[Supplied text]
____
The Sacramento Philatelic Society is a philatelic organization serving stamp collectors in the Sacramento area of California.

History
The club was founded in 1914 by Mr. A. W. Spanton who posted an advertisement in the newspaper, and received a response from twelve philatelists who then formed the club, which they called the Sacramento Stamp Society. The early club meetings were held at the YMCA.  Later on, meetings were held at churches, schools, and any location they could find. The club grew quickly, and in 1961 the Sacramento Stamp Society became incorporated as the Sacramento Philatelic Society, Inc.

Location
New meeting location, starting in July 2021.
Meetings are currently being held every Wednesday evening, from approximately 6:30pm to approximately 8:30pm, at the Arden Christian Church, @ 4300 La Cruces Wy, Sacramento 95813. Meetings consist of club business, presentations, socialization, a sales circuit which is made available for attendees to shop at, and boxes of loose stamps which are made available for attendees to search through.
____
[Instruction] Could you reproduce the passage of the Sacramento stamp club text word for word, starting with "The Sacramento Philatelic Society is" and going on through "in July 2021."?

[Recorded data]
____
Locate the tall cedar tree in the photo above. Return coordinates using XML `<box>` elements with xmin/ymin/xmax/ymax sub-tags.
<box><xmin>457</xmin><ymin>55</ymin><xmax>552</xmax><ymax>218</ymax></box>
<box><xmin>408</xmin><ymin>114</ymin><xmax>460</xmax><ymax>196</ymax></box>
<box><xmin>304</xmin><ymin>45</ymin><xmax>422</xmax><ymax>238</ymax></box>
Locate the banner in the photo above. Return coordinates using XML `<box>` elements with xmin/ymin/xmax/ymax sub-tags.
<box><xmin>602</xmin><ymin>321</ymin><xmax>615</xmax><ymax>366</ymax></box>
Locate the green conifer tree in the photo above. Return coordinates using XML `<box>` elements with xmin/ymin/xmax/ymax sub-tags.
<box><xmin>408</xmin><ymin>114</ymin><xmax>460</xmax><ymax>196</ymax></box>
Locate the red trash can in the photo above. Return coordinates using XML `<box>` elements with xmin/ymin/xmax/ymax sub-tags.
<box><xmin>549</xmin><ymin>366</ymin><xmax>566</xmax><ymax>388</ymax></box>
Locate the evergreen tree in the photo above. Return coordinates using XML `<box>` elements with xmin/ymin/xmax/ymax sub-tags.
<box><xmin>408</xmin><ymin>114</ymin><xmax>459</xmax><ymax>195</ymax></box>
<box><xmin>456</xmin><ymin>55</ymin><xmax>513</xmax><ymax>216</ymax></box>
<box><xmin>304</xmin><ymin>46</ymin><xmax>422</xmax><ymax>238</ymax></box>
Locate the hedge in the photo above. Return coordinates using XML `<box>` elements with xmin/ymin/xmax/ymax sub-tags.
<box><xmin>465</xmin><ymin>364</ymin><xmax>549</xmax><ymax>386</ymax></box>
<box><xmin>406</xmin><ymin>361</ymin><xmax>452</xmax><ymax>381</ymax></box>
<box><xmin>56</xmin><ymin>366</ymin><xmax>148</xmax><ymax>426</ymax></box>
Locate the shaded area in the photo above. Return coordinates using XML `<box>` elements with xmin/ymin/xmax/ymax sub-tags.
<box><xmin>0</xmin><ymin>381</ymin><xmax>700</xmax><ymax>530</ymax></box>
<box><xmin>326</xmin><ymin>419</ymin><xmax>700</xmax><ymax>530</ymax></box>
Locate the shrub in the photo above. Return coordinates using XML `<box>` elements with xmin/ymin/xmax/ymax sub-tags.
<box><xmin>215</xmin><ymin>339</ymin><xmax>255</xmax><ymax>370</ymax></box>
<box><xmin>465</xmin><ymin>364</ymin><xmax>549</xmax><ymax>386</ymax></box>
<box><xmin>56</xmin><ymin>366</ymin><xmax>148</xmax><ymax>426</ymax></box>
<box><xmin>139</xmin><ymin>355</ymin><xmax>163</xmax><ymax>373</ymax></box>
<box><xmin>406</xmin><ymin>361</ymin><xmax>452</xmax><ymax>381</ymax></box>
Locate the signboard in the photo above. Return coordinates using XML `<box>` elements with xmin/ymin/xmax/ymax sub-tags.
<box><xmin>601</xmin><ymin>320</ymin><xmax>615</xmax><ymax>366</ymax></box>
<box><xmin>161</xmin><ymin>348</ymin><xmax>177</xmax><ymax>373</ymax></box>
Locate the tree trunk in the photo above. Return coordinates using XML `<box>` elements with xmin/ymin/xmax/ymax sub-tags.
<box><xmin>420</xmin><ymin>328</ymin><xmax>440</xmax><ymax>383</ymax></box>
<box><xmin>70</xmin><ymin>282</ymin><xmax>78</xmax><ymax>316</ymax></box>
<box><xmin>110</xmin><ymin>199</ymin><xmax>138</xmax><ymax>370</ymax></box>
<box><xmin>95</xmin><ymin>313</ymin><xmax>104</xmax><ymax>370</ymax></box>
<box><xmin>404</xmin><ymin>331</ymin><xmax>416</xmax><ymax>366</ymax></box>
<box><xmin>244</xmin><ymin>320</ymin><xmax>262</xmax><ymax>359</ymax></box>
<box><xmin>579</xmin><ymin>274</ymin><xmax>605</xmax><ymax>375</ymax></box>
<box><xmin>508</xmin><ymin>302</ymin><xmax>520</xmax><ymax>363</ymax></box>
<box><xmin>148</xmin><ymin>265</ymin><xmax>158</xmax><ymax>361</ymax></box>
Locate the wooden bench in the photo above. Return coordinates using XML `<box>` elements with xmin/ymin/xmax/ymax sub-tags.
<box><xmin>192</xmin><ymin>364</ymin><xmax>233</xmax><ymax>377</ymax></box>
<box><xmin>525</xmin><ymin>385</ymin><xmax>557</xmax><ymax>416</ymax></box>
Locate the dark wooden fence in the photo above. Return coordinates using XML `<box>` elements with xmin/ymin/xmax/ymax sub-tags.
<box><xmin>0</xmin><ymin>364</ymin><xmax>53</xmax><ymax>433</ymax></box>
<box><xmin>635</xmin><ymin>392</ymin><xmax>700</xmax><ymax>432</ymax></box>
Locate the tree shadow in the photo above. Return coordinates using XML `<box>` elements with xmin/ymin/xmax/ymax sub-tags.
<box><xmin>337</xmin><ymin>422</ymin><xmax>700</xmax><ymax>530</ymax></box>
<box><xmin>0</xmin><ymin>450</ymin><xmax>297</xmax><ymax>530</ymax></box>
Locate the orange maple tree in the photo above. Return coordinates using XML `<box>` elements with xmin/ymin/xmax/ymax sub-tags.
____
[Exercise answer]
The Sacramento Philatelic Society is a philatelic organization serving stamp collectors in the Sacramento area of California.

History
The club was founded in 1914 by Mr. A. W. Spanton who posted an advertisement in the newspaper, and received a response from twelve philatelists who then formed the club, which they called the Sacramento Stamp Society. The early club meetings were held at the YMCA.  Later on, meetings were held at churches, schools, and any location they could find. The club grew quickly, and in 1961 the Sacramento Stamp Society became incorporated as the Sacramento Philatelic Society, Inc.

Location
New meeting location, starting in July 2021.